Sermon: Sunday of All Saints

Last week I mentioned the holy oil that is blessed by the Patriarch and is used during the sacrament of Chrismation.  That oil, blessed by His Beatitude and then distributed to each of the Churches under his care, is a sign of the unity of the Church under her head.  That oil is a reminder that we are not just a building here on this place in Southbridge.  It is a reminder that we belong to something much larger than us and not just the Romanian Orthodox Church but to the Orthodox Church.

Today’s feast, and to a lesser extent next week’s feast, is also a reminder of that unbroken link between us here in Southbridge and the rest of the Orthodox Church around the world.  The first Sunday after the Great Feast of Pentecost is set aside on our Church calendar to remember all the saints of the Church.

As you know, each day has at least one saint that is commemorated.  During the services of that day the Troparion of that saint is chanted.  During Morning Prayer we read the Synaxarion, or a little bit of the life of the saint.  In monasteries around the world the lives of the saints are read each day prior to the noon meal in the trepeeza of the monastery.  In our Churches we are literally surrounded by the saints in our iconography.  Saints are important to us in our walk in the spiritual life.

Each day, the entire Orthodox Church remembers the same saints on the calendar.  Each particular Church, and by the I mean Romanian, Russian, Bulgarian, etc. have saints that they can add to the calendar to be remembered in that Church, but for the most part the saints on the calendar are universal in their remembrance.  This is a link for us not only to our particular Church but to the ancient church that stretches back more than 2,000 years.  Again, it is a reminder that we are not alone in this and that we belong to something much larger than ourselves.
══════════════════════════════
> _PROBLEM TO SOLVE_
How would you render this sentence from the sermon in Spanish: "The first Sunday after the Great Feast of Pentecost is set aside on our Church calendar to remember all the saints of the Church."?

> _DATA EXCERPTS_
══════════════════════════════
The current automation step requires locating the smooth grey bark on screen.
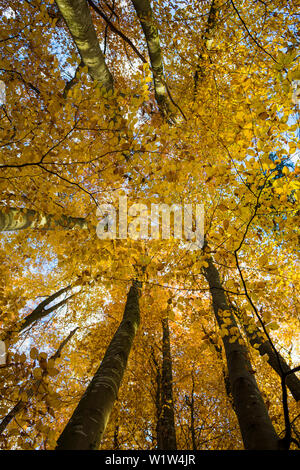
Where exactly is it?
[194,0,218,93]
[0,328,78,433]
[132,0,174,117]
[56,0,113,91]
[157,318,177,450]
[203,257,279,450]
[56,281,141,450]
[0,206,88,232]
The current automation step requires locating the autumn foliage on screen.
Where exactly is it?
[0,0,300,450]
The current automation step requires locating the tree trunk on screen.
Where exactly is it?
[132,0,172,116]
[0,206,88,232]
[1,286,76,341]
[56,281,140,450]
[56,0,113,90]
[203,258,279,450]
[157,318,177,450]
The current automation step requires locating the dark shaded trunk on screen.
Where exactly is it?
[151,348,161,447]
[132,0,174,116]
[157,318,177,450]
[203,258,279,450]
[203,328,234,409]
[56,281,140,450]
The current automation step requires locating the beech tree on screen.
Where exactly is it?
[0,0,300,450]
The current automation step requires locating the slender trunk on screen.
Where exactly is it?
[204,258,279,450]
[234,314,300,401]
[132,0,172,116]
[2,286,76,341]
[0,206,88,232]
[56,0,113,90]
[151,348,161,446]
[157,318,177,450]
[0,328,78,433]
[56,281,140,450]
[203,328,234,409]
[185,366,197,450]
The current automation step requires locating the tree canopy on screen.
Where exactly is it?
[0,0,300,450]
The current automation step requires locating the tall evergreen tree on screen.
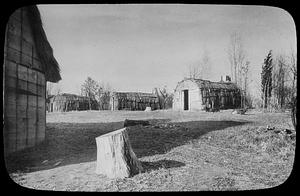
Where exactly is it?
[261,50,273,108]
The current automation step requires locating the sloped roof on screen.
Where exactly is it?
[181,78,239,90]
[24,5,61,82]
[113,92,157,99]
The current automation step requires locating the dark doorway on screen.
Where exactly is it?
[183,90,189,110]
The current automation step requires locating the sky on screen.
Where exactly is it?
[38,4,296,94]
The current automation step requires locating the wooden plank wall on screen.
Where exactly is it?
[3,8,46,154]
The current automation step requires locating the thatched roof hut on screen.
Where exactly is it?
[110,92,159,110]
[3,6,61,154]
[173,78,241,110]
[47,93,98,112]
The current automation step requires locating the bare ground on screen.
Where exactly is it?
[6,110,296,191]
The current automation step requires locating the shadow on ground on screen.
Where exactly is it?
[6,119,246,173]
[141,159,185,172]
══════════════════════════════
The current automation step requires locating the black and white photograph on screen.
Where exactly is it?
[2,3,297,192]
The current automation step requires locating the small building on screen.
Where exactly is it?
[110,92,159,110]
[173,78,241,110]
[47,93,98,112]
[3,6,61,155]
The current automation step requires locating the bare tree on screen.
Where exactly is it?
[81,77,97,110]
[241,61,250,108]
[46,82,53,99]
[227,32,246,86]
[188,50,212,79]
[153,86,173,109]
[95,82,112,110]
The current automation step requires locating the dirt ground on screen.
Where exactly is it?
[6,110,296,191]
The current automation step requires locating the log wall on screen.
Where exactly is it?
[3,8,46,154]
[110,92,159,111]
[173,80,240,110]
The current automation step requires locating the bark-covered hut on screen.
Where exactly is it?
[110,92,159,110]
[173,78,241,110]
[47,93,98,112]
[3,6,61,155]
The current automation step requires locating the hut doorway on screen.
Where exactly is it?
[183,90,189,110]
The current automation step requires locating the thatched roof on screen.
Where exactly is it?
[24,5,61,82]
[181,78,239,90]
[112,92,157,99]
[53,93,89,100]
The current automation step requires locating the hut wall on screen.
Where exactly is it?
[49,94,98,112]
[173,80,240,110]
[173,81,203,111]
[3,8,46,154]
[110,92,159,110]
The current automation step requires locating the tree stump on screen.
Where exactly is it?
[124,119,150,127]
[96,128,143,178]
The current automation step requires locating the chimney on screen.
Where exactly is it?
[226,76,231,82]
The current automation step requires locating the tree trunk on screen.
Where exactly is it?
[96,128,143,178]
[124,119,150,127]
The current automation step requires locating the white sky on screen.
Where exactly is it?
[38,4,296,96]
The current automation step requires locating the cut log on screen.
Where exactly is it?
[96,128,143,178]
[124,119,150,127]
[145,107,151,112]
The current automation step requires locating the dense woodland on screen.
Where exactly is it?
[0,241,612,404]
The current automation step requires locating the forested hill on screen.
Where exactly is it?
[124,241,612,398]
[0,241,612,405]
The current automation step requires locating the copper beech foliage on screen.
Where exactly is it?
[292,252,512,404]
══════════════════════════════
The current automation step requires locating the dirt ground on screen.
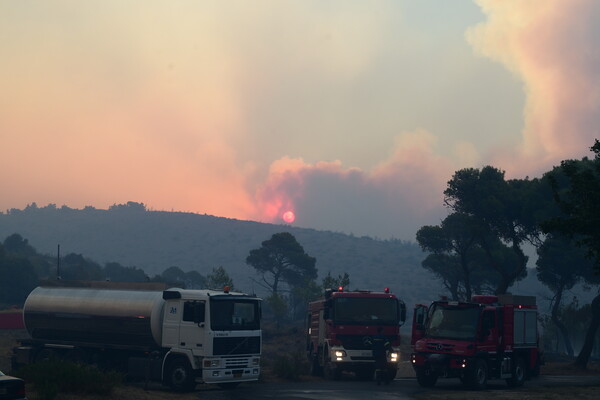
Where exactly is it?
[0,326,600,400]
══════════════════════════════
> _EXERCISE OUTPUT_
El primer domingo después de la Gran Fiesta de Pentecostés está reservado en nuestro calendario eclesiástico para recordar a todos los santos de la Iglesia.